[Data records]
________________

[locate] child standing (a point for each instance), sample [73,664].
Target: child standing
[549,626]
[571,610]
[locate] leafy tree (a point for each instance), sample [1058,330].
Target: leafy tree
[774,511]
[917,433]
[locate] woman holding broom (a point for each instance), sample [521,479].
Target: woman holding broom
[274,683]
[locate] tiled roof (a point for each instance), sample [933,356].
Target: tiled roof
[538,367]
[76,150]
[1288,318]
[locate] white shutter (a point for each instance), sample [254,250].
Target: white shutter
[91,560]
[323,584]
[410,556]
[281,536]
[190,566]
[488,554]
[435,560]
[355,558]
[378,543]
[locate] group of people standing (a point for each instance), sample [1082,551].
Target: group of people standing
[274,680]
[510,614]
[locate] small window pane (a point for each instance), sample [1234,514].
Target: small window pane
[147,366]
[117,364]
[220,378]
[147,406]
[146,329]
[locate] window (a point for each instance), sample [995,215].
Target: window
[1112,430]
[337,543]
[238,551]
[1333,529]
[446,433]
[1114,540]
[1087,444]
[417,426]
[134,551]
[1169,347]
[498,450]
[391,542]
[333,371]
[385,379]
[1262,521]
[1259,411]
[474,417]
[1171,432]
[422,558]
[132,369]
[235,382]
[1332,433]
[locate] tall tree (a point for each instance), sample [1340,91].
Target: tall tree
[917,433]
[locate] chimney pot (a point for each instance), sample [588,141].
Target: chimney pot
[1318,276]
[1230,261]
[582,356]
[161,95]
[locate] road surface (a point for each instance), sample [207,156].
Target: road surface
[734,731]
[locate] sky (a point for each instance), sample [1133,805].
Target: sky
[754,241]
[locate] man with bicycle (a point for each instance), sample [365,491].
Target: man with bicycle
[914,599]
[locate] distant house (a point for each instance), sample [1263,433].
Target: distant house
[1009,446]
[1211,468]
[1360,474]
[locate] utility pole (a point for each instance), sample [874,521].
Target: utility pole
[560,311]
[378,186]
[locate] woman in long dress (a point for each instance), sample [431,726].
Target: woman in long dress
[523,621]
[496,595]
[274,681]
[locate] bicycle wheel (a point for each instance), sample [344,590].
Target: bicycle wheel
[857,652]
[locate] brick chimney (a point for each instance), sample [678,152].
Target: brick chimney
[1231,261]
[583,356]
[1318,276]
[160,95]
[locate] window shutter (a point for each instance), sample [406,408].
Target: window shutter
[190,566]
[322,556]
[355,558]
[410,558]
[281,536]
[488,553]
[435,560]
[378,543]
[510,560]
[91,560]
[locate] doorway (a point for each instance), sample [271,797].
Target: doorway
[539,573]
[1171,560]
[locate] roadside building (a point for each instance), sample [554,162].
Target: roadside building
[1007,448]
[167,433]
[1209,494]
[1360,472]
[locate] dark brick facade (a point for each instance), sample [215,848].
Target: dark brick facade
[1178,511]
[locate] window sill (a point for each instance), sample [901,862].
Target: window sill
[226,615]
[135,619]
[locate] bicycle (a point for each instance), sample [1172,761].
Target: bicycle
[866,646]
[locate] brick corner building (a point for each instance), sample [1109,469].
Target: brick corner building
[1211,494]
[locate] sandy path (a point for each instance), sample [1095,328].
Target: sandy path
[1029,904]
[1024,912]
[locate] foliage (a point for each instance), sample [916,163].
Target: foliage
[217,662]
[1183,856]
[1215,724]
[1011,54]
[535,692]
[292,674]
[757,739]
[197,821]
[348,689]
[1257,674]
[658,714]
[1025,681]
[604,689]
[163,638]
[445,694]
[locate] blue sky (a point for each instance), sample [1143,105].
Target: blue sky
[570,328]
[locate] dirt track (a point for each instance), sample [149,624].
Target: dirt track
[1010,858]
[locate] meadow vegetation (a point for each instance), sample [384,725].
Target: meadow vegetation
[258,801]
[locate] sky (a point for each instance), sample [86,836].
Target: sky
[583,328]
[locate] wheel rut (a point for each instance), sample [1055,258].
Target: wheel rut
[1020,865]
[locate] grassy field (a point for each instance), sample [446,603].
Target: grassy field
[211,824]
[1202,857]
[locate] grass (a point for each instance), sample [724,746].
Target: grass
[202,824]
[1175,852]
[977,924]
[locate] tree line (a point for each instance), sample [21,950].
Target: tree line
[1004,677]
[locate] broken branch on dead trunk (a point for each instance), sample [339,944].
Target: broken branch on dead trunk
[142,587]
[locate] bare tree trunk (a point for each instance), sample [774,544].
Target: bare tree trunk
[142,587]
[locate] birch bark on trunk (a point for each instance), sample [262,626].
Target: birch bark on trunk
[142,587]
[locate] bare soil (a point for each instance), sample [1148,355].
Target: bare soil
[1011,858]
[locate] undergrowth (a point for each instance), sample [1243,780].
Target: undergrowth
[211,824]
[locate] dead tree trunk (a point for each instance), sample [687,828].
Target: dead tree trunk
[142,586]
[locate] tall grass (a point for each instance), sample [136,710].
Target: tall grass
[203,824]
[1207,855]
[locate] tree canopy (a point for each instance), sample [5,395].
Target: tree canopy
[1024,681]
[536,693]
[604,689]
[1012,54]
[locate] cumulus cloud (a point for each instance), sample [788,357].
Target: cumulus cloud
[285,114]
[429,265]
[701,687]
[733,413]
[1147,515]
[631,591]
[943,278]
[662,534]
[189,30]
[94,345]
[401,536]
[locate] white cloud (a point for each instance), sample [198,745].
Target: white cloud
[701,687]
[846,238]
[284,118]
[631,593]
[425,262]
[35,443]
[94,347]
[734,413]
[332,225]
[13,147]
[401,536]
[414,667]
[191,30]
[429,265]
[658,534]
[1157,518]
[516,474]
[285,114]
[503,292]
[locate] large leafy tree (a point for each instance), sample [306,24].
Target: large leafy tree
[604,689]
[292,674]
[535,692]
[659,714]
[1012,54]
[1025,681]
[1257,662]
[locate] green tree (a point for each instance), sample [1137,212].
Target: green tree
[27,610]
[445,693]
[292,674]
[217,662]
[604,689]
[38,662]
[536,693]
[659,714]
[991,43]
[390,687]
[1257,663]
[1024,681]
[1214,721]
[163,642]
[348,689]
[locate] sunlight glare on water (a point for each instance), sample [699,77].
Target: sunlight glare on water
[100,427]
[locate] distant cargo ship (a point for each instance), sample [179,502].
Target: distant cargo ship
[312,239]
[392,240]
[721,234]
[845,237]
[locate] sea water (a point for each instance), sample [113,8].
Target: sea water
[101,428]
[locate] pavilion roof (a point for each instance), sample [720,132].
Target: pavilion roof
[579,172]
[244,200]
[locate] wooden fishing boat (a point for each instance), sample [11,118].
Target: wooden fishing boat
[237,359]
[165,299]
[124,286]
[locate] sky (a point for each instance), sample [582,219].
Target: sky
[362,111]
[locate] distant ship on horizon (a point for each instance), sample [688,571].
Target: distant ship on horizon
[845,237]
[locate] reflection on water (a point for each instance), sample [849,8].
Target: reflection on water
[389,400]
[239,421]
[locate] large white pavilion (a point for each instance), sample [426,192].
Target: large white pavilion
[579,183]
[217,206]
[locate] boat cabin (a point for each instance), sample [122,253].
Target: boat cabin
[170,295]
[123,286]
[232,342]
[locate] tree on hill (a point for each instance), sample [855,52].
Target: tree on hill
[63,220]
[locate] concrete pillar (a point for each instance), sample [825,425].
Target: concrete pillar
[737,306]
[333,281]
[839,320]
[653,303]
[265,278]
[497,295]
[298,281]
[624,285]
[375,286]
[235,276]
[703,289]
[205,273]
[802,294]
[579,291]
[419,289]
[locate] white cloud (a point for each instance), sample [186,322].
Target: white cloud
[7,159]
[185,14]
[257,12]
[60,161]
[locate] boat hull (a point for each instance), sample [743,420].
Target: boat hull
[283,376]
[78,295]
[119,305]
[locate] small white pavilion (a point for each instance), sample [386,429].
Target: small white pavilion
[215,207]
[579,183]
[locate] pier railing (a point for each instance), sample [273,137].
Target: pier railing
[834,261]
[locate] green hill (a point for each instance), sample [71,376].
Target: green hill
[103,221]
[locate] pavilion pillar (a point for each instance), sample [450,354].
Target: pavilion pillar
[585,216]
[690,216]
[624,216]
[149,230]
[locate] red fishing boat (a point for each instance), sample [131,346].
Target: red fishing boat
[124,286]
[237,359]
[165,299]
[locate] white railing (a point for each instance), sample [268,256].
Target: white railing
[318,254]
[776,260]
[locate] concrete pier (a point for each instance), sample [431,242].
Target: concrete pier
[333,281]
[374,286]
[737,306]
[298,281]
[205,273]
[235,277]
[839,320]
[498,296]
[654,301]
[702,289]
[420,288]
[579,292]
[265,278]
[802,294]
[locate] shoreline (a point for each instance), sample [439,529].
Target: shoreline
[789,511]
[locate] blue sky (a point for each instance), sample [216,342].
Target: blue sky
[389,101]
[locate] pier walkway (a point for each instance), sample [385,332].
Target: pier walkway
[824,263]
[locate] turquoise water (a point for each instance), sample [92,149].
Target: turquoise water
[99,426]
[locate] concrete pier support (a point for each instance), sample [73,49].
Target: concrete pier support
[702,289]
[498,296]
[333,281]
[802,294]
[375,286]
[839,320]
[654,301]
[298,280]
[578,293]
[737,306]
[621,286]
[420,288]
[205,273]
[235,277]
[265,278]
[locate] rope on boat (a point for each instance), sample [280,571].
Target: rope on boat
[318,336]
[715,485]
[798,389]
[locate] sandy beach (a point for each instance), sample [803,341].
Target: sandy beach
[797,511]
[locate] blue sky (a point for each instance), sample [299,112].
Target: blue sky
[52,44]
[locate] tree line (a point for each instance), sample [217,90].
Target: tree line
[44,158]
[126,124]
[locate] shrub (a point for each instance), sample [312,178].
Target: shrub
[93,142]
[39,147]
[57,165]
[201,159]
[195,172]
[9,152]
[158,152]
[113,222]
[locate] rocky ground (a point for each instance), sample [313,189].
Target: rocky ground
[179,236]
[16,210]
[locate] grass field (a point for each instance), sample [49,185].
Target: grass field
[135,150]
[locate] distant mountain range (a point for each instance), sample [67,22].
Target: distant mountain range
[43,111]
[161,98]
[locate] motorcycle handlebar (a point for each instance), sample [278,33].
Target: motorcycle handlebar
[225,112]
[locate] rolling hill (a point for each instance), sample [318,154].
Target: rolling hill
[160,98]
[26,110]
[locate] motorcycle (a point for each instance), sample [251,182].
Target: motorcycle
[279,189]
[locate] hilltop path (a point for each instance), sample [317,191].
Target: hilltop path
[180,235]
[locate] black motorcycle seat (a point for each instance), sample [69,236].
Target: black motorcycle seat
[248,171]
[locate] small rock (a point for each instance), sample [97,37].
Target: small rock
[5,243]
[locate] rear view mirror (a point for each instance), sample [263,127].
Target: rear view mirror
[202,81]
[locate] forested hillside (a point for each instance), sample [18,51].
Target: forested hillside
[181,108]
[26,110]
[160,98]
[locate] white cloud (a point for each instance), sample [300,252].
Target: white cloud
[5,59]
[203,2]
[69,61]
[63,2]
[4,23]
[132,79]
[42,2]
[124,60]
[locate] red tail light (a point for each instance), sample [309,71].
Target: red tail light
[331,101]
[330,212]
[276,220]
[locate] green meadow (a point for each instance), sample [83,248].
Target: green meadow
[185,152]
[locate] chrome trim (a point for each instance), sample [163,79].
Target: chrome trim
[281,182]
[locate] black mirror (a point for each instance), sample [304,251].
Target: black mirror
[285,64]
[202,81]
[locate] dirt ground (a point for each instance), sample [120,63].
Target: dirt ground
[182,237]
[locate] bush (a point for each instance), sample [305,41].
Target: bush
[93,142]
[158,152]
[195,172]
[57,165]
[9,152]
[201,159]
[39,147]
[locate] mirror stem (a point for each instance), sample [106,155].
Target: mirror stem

________________

▶ **DO THIS**: Return exactly the lines from the one containing "[locate] small rock" through the last line of the records above, both included, and nothing else.

▶ **FINISHED ANSWER**:
[locate] small rock (a point for each instance), sample [97,37].
Target: small rock
[5,243]
[locate] rear view mirror (a point for each instance), sample [263,127].
Target: rear view mirror
[202,81]
[locate] forested hillside (a point for each instance), sample [18,51].
Target: forested hillside
[181,108]
[26,110]
[160,98]
[locate] white cloud (a point for each instance), sample [300,252].
Target: white cloud
[5,59]
[203,2]
[69,61]
[63,2]
[4,23]
[132,79]
[42,2]
[124,60]
[locate] red tail light (a point for each instance), sample [309,71].
Target: red tail light
[331,101]
[330,212]
[276,220]
[locate] green meadow (a point for each instance), sample [83,248].
Target: green meadow
[185,152]
[locate] chrome trim (a point for each instance), sample [163,79].
Target: chrome trim
[281,182]
[locate] black mirror (a point for each instance), sample [304,251].
Target: black mirror
[285,64]
[202,81]
[locate] dirt ground (a point for each instance), sample [120,63].
Target: dirt ground
[182,237]
[locate] bush (a point for each instance), sample [305,41].
Target: bush
[93,142]
[158,152]
[195,172]
[57,165]
[9,152]
[201,159]
[39,147]
[locate] mirror stem (a point for each instance), sample [106,155].
Target: mirror stem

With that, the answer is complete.